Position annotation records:
----------------

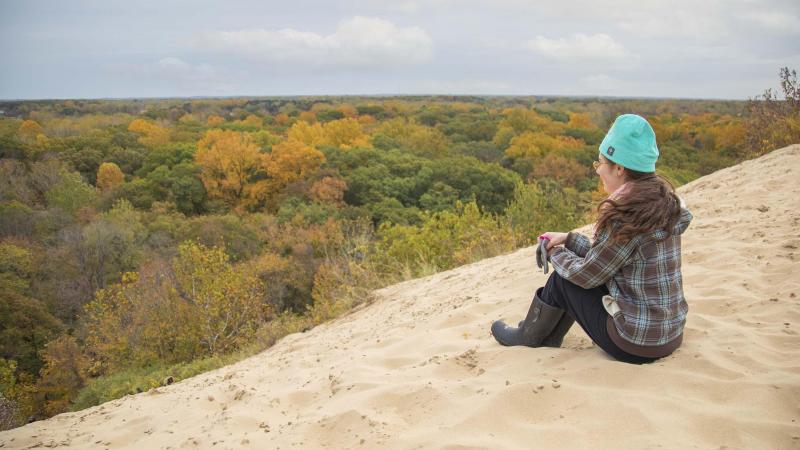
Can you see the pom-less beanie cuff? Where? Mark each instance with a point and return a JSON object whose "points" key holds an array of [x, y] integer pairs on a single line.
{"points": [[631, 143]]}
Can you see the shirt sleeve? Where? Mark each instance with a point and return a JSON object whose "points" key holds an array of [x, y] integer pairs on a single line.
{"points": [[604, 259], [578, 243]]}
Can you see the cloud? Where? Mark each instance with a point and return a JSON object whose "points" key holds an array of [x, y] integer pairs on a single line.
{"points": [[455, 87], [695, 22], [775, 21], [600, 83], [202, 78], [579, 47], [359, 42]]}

----------------

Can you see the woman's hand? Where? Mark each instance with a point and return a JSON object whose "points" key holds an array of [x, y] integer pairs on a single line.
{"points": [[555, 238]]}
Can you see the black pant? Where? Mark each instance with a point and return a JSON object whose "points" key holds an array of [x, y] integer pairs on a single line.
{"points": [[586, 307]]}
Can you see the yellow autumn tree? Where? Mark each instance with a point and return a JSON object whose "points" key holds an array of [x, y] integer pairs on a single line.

----------------

Problem to work on:
Identify every line of the records that contains the word "cloud", and copy each of those lines.

Reply to the exercise:
Can you see the cloud? Where? Mark each instance with a point and return a JSON object whose "points" key holds an array of [x, y] integer pairs on a single line.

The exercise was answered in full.